• Challenge A
Copy the listing below word for word, reproducing every line of it and leaving the accompanying article untouched.

SS Lazio v Parma - Serie A Photo by Giuseppe Maffia/NurPhoto via Getty Images

Almost all of Lazio’s goal output comes courtesy of Luis Alberto and Ciro Immobile. That’s no exaggeration: in four appearances this season Immobile has scored four times and added one assist; Alberto has three assists and one goal.

To stop Alberto means to stop Lazio. Below, is the write-up I did for my first Film Room Five of the season looking at Alberto’s ability to play at his own pace. Expect Conte to shadow Alberto on Wednesday night. Shut down the Spanish wizard, and Inter should be fairly comfortable defensively.


It’s always fun to watch a player turn a physically ingrained weakness into a tool. Nobody does that quite like Luis Alberto.

Alberto doesn’t have pace. He doesn’t have the springs to pogo stick by a defender and attack open space. He gets by with smarts and guile and a quick-twitch brain that lets him think a step or two ahead of everyone else.

He is kind of sort of agile. He can take two or three touches in the time you can take one or two steps. Alberto knows how to leverage that into an advantage. He’s a tease. You see the ball, you go for it, and by the time the brain has sent the signals to your legs, he’s nudged it just a little farther. In full-flight, it’s damn near impossible to stop. Alberto can break the lines, get his head up, and pick out runners attacking a fractured defence. The only other option: bring him down:

Alberto is the fulcrum of everything Lazio does in its build-up play. He is the guy who can slither through small nooks and unlock a tightly bound defence. He drifts from here to there, but always with a good understanding of his defensive responsibilities and how his position relates to the remaining geography of the pitch. He’s not a luxury number 10 shoved back a couple of spots doing his own thing. He knows that by moving the position X, his teammate will do Y, and the defence will counter with Z. He’s always bringing balance and order to an attack that can be frenetic and disjointed.

One of the highlights of Matchday one was watching Alberto pick Sampdoria apart. He finished the game with two assists and completed 94 percent of his passes.

Samp came into the game focusing on Alberto. Cut out long balls over the top, pin Alberto to one position in the middle of the field -- with bevy of defenders shuttling around him -- and you will stop Lazio, the theory goes.

• Record excerpts
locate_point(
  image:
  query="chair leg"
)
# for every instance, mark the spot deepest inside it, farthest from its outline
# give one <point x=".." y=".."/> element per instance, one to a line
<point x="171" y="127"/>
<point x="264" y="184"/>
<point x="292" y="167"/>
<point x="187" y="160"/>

• Challenge B
In the article about Lazio, what percentage of his passes did Alberto complete in the Matchday one game against Sampdoria?

• Full response A
locate_point(
  image:
  query="chair leg"
)
# for every instance, mark the spot deepest inside it, farthest from its outline
# give one <point x=".." y=".."/> element per instance, one to a line
<point x="171" y="127"/>
<point x="264" y="184"/>
<point x="292" y="167"/>
<point x="187" y="160"/>

• Full response B
94 percent